__WORK TO COMPLETE__:
• a. In the excerpt on ENSO and the carbon cycle, about how often do ENSO cycles repeat on average?
• b. Extend the excerpt on ENSO and the carbon cycle with one more paragraph that picks up after its final sentence.

Figure 1: Measured (CO2) mole fraction (moles of (CO2) per mole of dry air) at Mauna Loa, Hawaii in blue, which is a good approximation to the global average atmospheric (CO2). In red is what the global average mole fraction would have been if all the fossil fuel and land use change (mostly biomass burning) emissions since preindustrial times had accumulated in the atmosphere. The green shaded area, therefore, is (CO2) that was emitted due to human activity but did not stay in the atmosphere. Compared to the preindustrial baseline of 280 parts per million (ppm), the (CO2) accumulated in the atmosphere is roughly half of what was emitted. Monthly mean Mauna Loa (CO2) measurements from the Scripps Institute of Oceanography (SIO, http://scrippsco2.ucsd.edu/) and National Oceanic and Atmospheric Administration (NOAA, https://www.esrl.noaa.gov/gmd/ccgg/trends/), fossil fuel emissions from the Carbon Dioxide Information Analysis Center (CDIAC, http://cdiac.ornl.gov/), and land use change emissions from the Global Carbon Project.

Today, we know that the other half – the fossil fuel CO2 emission “missing” from the atmosphere – is taken up by the land biosphere and oceans. The land biosphere accumulates carbon from the atmosphere by increasing plant mass, while the oceans dissolve atmospheric CO2 as the accumulating fossil fuel CO2 in the atmosphere drives the ocean-atmosphere carbon equilibrium out of balance. Beyond this large-scale picture, however, much still remains uncertain. Which part of the land biosphere – the tropics, the temperate latitudes, or the boreal forests and grasslands – takes up the most carbon? How does that uptake change from, say, a drought year to a rainy year? Do old growth forests and young forests take up carbon differently? To what extent do the land and ocean uptakes respond to natural climate cycles such as El Niño or the Pacific Decadal Oscillation?

Answering these questions accurately will not only tell us how the carbon cycle works today, but also how it might respond to a changing climate in the future. Almost all climate models used today to predict future climate contain a model to simulate the response of the carbon cycle (such as the land uptake of CO2) to future climate forcings such as droughts, floods, and elevated temperatures. The prediction skill of a climate model depends crucially on the fidelity of these carbon cycle responses built into the model. However, for the future land carbon uptake these models do not even agree on the sign of the response. Natural climate variations such as the El Niño Southern Oscillations (ENSO) provide us with experiments to evaluate and improve our understanding of these carbon cycle responses.

ENSO is a climate pattern that involves periodic oscillation in winds and sea surface temperatures over the tropical eastern Pacific Ocean. It represents a major control on the year-to-year variation in temperature and precipitation in the Tropics, going through its El Niño and La Niña phases in an irregular fashion that is still difficult to predict but repeating in roughly four-year cycles on average. Less known is the control of ENSO on the atmospheric chemical composition. The global abundance of several gases including greenhouse gases of the natural atmosphere, such as CO2 and CH4, show a clear relation with ENSO. In the case of CO2, both the land and the ocean contribute to this variation in ways that are not well quantified yet, making ENSO an excellent test for models. Closest to the imagination are probably pictures with vague contours of Indonesian farmland covered in thick smoke during El Nino. Indeed, fire is an important mechanism connecting precipitation variability to CO2 variability.

__ENTRIES SHOWN__:
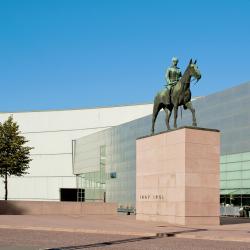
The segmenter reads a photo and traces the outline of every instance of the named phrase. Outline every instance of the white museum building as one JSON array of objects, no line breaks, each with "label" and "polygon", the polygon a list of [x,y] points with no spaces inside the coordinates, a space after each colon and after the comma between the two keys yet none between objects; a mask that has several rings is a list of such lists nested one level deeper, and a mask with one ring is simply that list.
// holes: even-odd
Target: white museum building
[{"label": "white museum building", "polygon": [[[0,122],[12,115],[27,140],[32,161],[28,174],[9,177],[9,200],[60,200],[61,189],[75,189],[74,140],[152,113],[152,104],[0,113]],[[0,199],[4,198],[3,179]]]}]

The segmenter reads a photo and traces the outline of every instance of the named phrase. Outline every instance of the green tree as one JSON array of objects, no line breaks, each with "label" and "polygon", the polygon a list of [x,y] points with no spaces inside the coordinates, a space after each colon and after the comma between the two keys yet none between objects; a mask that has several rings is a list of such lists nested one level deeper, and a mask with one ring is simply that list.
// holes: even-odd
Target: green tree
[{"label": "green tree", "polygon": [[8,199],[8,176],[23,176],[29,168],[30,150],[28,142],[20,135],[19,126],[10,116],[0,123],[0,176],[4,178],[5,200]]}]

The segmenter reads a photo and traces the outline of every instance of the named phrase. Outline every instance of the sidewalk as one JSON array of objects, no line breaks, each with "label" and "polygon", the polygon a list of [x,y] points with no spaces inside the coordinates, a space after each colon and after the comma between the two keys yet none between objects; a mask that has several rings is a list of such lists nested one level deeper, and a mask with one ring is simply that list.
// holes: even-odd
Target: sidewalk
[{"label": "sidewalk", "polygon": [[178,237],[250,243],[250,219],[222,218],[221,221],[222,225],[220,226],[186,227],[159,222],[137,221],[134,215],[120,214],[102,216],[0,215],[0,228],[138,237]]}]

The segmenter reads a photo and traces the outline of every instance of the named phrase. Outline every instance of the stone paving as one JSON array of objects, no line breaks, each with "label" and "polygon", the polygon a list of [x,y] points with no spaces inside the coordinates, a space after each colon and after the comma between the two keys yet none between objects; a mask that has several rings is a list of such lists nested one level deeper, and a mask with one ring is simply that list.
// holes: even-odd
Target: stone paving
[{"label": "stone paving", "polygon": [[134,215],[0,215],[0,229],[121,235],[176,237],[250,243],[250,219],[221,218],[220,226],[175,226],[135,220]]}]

--

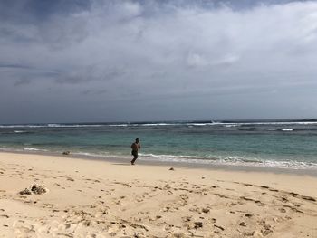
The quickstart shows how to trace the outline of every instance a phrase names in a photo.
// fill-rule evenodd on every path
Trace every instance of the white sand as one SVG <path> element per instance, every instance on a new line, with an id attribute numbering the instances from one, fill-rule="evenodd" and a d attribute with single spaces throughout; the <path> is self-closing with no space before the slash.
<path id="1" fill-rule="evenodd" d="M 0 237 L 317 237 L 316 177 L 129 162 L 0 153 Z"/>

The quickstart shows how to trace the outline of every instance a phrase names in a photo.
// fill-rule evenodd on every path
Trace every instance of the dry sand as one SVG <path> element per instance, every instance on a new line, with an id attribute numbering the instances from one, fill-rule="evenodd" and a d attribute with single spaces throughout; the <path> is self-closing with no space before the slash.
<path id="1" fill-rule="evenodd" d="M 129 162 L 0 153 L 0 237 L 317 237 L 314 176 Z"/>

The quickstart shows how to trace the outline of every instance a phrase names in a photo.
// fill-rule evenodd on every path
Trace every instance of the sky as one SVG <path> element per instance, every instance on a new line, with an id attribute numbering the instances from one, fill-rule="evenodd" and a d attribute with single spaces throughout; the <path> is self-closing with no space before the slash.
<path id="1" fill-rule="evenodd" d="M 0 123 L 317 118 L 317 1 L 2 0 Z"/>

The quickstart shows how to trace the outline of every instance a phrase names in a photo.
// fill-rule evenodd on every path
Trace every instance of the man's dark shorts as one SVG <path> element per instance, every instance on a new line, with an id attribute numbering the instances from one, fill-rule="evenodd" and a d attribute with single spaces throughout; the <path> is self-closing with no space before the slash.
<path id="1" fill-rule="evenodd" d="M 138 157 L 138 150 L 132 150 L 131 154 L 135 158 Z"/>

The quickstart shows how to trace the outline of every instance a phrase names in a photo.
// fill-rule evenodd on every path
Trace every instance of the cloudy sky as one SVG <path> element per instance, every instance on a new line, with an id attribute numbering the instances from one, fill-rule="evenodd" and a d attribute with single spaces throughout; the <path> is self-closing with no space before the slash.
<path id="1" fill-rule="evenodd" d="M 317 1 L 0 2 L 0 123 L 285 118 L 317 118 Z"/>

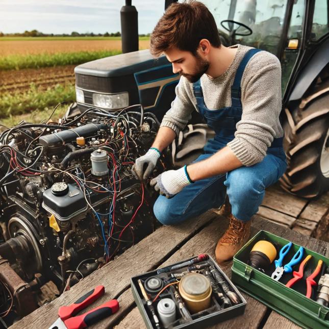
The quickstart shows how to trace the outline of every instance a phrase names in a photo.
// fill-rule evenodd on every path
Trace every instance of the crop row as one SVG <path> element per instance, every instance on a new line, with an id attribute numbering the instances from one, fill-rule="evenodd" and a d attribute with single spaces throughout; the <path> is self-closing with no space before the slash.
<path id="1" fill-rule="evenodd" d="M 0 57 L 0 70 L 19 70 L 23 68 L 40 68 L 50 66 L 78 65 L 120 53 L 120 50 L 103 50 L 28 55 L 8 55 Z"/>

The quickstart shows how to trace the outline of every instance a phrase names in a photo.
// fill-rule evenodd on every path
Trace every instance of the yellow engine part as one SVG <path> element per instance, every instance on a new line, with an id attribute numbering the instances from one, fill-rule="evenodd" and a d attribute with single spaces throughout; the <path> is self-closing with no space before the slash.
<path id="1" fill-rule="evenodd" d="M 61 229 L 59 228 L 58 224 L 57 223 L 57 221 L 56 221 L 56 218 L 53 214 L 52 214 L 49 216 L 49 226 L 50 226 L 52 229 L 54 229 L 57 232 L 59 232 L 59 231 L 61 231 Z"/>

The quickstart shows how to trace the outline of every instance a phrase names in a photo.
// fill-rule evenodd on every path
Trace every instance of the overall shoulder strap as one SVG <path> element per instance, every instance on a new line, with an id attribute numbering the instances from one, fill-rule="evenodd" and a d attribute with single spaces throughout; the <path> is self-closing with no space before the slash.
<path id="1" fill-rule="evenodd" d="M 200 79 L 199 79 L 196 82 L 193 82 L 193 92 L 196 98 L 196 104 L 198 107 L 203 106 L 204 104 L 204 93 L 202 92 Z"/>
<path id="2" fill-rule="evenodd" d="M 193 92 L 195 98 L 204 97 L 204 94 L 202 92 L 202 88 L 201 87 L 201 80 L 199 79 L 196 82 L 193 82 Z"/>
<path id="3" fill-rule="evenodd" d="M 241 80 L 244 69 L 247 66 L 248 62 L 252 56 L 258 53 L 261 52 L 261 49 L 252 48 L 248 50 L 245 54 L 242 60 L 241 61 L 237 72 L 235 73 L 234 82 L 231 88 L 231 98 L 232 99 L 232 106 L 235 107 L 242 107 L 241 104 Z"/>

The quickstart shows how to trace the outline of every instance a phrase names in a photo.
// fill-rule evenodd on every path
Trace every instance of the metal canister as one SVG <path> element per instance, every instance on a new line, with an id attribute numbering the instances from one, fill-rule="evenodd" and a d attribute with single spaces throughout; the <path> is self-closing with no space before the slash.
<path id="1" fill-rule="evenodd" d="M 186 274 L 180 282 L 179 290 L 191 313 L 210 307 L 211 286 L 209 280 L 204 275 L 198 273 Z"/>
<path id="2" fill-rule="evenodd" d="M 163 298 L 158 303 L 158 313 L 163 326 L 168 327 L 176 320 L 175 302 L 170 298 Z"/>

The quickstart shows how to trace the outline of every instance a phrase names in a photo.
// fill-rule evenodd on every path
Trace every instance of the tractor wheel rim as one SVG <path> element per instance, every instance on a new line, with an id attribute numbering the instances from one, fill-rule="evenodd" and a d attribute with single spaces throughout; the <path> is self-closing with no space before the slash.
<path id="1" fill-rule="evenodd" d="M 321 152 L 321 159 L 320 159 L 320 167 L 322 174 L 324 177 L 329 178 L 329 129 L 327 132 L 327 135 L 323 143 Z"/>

__ANSWERS BELOW__:
• a. Roughly every four years.

• b.
Figure 2 shows the carbon cycle response to the ENSO cycle, as manifest in the atmospheric mole fraction of CO2. Atmospheric CO2 (as well as other greenhouse gases such as CH4) is measured cooperatively by multiple laboratories at a global network of sampling sites, an effort that began more than fifty years ago with Mauna Loa and South Pole. Our knowledge of the carbon cycle response to ENSO – such as the amount of additional carbon in the atmosphere during a strong El Niño, or the partitioning of that signal into contributing factors such as fires in Tropical Asia versus drought in Amazonia – derives to a large degree from these measurements.

Figure 2: The (CO2) growth rate as measured by the increment of one month over the same month in the previous year. The inter-annual variations in the (CO2) growth rate show a clear imprint of ENSO. Large El Niño events such as the 1997-98 and 2015-16 ones show up as anomalously large spikes in the growth rate. Most of the additional (CO2) in the atmosphere during and after an El Niño comes from the Tropics, and therefore the response measured at Mauna Loa (red) is usually larger than the global average response across a network of background sites (blue). (CO2) data taken from the NOAA (CO2) trends page at https://www.esrl.noaa.gov/gmd/ccgg/trends/.

The atmospheric growth rate of the CO2 mole fraction spikes right after a big El Niño event, such as after 1997-98 and 2015-2016 in Figure 2. Since we know the total mass of air in the atmosphere, we can translate between CO2 mole fraction spikes of Figure 2 and mass of carbon added to the atmosphere. The 1997-98 El Niño added ~2 Petagrams carbon (PgC) to the atmosphere, while preliminary estimates suggest that the more recent 2015-16 event injected ~3 PgC (for comparison, our current global fossil fuel emission is ~10 PgC/year). Having a global network of sites – instead of just background sites such as Mauna Loa – allows us to drill down into the mechanisms behind each of these CO2 increments. For example, we know now that most of the additional 2 PgC carbon from the 1997-98 El Niño was injected from extended fires in the Tropics. Due to the sheer magnitude of the carbon cycle response to El Nino, with the year 2015 setting the record in global CO2 growth to just above 3 ppm/yr, ENSO events present natural experiments against which we can verify our understanding of the interaction between climate and the carbon cycle.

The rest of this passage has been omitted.